(Beginning of GIVEN TEXT)
CAIR MedTech Seminar #17 Holistic Surgical Video Understanding using Scene Graphs
活动日期: 2025年5月29日
Below are the speakers' details:
Mr. Felix Holm
PhD Candidate,
Chair of Computer Aided Medical Procedures (Prof. Navab),
Technical University Munich, Germany
Title: Holistic Surgical Video Understanding using Scene Graphs
Biography:
Felix Holm is a PhD candidate at the Chair for Computer Aided Medical Procedures at Technical University Munich with Professor Nassir Navab. His research focuses on surgical video understanding using advanced computer vision techniques, particularly scene graph representations for modeling surgical procedures. He has published multiple works on dynamic scene graphs for surgical applications, including papers at ICCVW 2023 and MICCAI 2025. His work addresses critical challenges in surgical data science and contributes to making surgical procedures safer and more efficient through AI-powered analysis of surgical videos, with particular expertise in cataract surgery modeling and interpretable machine learning approaches for healthcare applications.
(End of GIVEN TEXT)
(Beginning of EXTRACTED DATA)
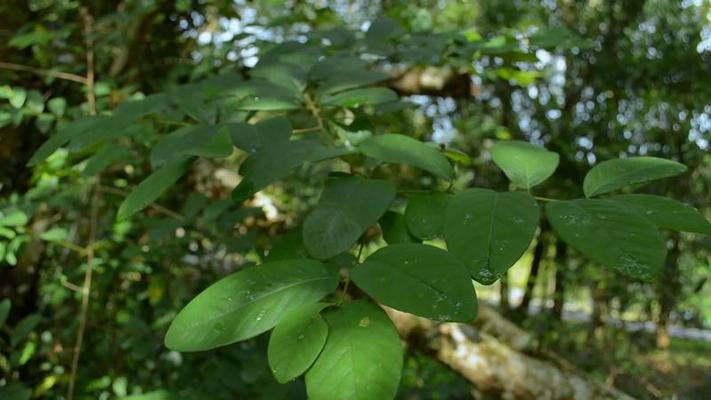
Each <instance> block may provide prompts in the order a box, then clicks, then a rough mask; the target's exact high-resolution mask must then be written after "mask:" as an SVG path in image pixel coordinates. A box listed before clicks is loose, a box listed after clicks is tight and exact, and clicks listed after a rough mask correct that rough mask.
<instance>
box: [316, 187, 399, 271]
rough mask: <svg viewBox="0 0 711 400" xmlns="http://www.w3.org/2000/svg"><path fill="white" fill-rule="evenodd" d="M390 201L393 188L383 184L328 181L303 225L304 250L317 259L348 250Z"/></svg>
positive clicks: (322, 257) (324, 258)
mask: <svg viewBox="0 0 711 400" xmlns="http://www.w3.org/2000/svg"><path fill="white" fill-rule="evenodd" d="M394 198H395V187H394V186H393V185H392V184H391V183H389V182H386V181H381V180H376V179H362V178H358V177H352V176H349V177H344V178H332V179H329V180H328V182H326V188H325V189H324V190H323V194H321V198H320V199H319V202H318V205H317V206H316V209H315V210H314V211H312V212H311V214H309V216H308V217H306V221H305V222H304V228H303V229H304V231H303V233H304V244H305V245H306V249H307V250H308V251H309V253H310V254H311V255H312V256H314V257H316V258H319V259H326V258H331V257H333V256H335V255H337V254H339V253H342V252H344V251H346V250H348V249H350V248H351V246H353V244H354V243H355V242H356V241H357V240H358V238H359V237H360V235H362V234H363V232H365V231H366V229H368V228H369V227H370V226H371V225H373V224H375V223H376V222H377V221H378V219H379V218H380V217H381V216H382V215H383V214H384V213H385V211H387V209H388V207H389V206H390V203H391V202H392V201H393V199H394Z"/></svg>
(End of EXTRACTED DATA)
• [PROBLEM 1] In one to three sentences, use the seminar announcement's biography to explain what Felix Holm's work contributes to in surgery and by what means.
• [PROBLEM 2] Write the next part of the seminar announcement, starting after its final sentence.

• [EXERCISE OUTPUT 1] According to the biography, Felix Holm's work addresses critical challenges in surgical data science. It helps make surgical procedures safer and more efficient through AI-powered analysis of surgical videos.

• [EXERCISE OUTPUT 2]
This presentation explores the application of scene graphs for comprehensive surgical video understanding, addressing critical challenges in modern surgical data science. Scene graphs provide a structured representation that models surgical tools, anatomical structures, and their dynamic interactions throughout procedures. The talk presents three key contributions: Dynamic Scene Graph representation for temporal surgical modeling, CAT-SG - the first large-scale cataract surgery scene graph dataset with over 1.8 million annotated relations, and ProtoFlow - an interpretable workflow modeling approach using learned prototypes. These methods demonstrate significant improvements in surgical phase recognition, technique classification, and anomaly detection while maintaining robustness and data-efficiency. The holistic approach enables applications including automated report generation, intraoperative warnings, robotic assistance, and surgical education. Results show that scene graphs not only improve performance but also provide explainable insights into surgical procedures, making AI systems more transparent and trustworthy for clinical deployment.